+++ Excerpt provided

Prized in this region is fossilized palm “wood,” which is not technically true wood. In fossil form, it preserves the bundles of rod-like structures within the palm’s stem, which in cross-section gives it a distinctive spotted appearance, often quite contrastingly colorful. In fact, fossil palm wood is the state stone of Texas.
A log jam of fossilized wood from forests that covered east Texas millions of years ago.
Texas's newest tree species record - Cornus alternifolia
Eventually we reached the first pagoda dogwood beautifully outstretched over the stream in a light gap. Lacking the large, showy white bracts of the more familiar flowering dogwood, Cornus florida , it is nonetheless attractive with its creamy white clusters of small flowers. The alternating arrangement of the prominently veined foliage is quite ornamental. Our visit was long after the spring blooms, but immature fruits were developing. Trekking further downstream, being careful not to trip on fossil logs, more trees periodically cropped up along the bank.
 
We returned weeks later to collect seeds and cuttings to get this population backed up at Peckerwood, SFA Gardens and to share with other conservation-oriented gardens in suitable locations. Once we have these local genetics safely represented in cultivation, we can furthermore evaluate this beautiful shrub for its adaptability to local landscape use. Northern forms commonly cultivated in those cooler regions would not likely be able to tolerate our hostile conditions, but these of Texas provenance trees should stand a better chance when sited properly. It remains an esoteric garden plant, but it can offer greater diversity to native-themed landscapes.
You might wonder if we also collected the stunning Stewartia for conservation and for its ornamental potential. Unfortunately this species is known to be highly challenging to grow. Seeds are easy to germinate and will grow well for a while in a pot, but they almost always quickly fail when transplanted into the landscape. John Fairey has tried several times to grow this species at Peckerwood Garden but so far none have survived. He once told me of his own excitement as a youngster finding this rare beauty in full bloom near his home in South Carolina and making his family come out into the woods to see it. 

On rare occasions lucky gardeners have had success, especially if they mimic the sloped, well-drained conditions and soil preferences. Further suggestions I’ve heard are to transplant without any disturbance to the root ball, sowing seeds in the ground to eliminate the transplanting process, and even mixing in some soil from the plant’s natural location with the thought that it might inoculate the growing site with the necessary mycorrhizae. One friend in Florida planted a few dozen plants in likely spots around his property, and he got one to survive.
Fossil palm frond of Sabalites sp. , ancestor to our modern Sabal species
Following the successful collection of cuttings and seeds from pagoda dogwood, we ended our day with a trek to see a complete fossil palm frond impression in a rock near another stream in Jasper County. We headed down a cleared utility right-of-way, parking above a steep ravine. During some earthmoving when utilities were installed, some Catahoula Formation sandstone boulders were dug up and cast aside, lining the edge of the clearing. Walking down the hill, rough linear impressions of fragmentary palm fronds became apparent in some of the rocks. Further down the ravine, we spotted the perfect frond splayed out on a flat rock face.
 
Indistinguishable from modern-day Sabal species, these fossil leaves are assigned to the extinct genus Sabalites . Though assumptions can be made that these leaves are from the same species whose trunk sections can be found in the creeks, all petrified palm stems are scientifically considered the genus Palmoxylon since, lacking intact fossilized palm trees, there is no definitive way to associate leaves with stems. After admiring the palm frond fossil, Keith pointed out its living counterpart, a dwarf palmetto, Sabal minor , growing just downslope from its distant ancestor. Since our visit, the exceptional palm leaf specimen has been relocated to a safe place with arrangements being made to put it on display in a museum.

++++++
+++ Input data

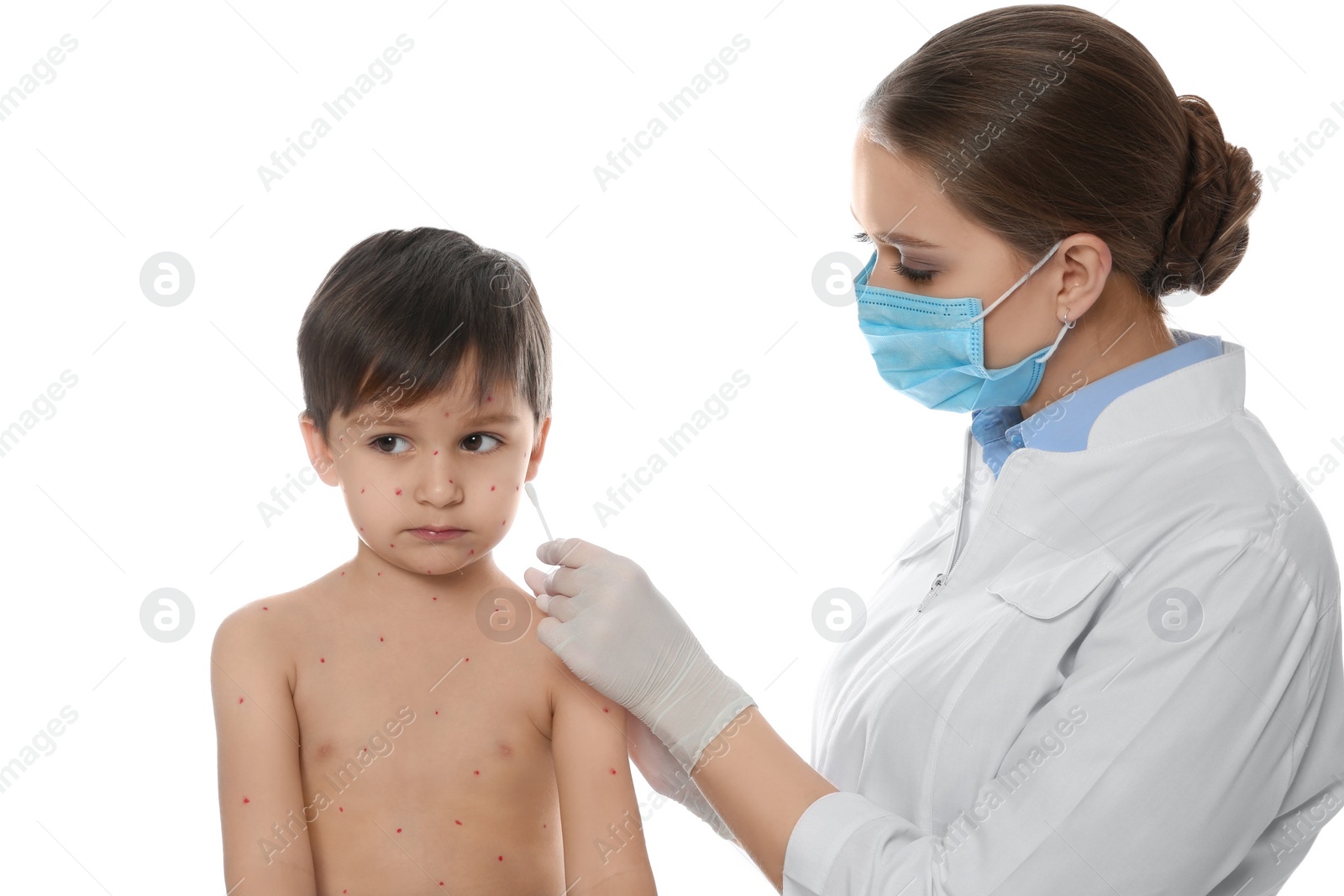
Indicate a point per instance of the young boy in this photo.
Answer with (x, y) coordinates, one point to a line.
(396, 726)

++++++
+++ Input data

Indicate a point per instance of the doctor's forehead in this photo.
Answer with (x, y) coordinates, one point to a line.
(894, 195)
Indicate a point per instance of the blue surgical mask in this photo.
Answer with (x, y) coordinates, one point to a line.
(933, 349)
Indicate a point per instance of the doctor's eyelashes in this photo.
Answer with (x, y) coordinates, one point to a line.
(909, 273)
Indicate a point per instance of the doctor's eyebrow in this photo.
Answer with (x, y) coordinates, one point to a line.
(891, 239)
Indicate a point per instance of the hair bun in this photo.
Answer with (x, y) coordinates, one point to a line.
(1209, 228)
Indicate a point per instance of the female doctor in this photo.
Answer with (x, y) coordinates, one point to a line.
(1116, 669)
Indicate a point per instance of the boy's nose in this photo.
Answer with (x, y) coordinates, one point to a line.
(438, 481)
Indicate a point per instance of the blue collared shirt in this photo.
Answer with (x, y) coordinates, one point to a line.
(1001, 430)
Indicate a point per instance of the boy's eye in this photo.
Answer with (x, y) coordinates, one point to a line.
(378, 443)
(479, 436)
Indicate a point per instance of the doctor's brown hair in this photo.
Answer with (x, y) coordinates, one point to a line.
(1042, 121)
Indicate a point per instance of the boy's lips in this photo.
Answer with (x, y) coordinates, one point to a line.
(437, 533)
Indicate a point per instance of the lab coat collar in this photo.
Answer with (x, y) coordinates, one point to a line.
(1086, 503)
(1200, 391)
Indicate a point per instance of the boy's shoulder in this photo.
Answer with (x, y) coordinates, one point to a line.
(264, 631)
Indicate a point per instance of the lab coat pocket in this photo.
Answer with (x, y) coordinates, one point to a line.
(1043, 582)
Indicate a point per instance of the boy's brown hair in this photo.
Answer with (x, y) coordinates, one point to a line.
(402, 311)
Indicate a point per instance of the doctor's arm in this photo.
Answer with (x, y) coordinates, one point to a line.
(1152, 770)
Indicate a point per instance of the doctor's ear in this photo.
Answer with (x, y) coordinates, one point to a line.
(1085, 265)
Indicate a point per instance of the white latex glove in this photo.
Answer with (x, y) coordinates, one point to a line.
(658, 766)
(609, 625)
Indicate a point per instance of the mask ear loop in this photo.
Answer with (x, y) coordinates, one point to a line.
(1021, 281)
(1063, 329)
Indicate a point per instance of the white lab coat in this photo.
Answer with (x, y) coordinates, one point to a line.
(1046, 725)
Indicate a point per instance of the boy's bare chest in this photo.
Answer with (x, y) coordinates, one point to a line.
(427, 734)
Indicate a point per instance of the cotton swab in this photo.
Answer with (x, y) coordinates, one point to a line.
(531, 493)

++++++
+++ Input data

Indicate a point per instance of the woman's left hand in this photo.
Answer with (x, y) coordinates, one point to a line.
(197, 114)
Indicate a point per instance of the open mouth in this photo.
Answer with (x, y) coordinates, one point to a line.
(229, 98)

++++++

- [Your assignment] What is the state stone of Texas, according to the excerpt on East Texas fossils and plants?

- [Solved problem] Fossil palm wood.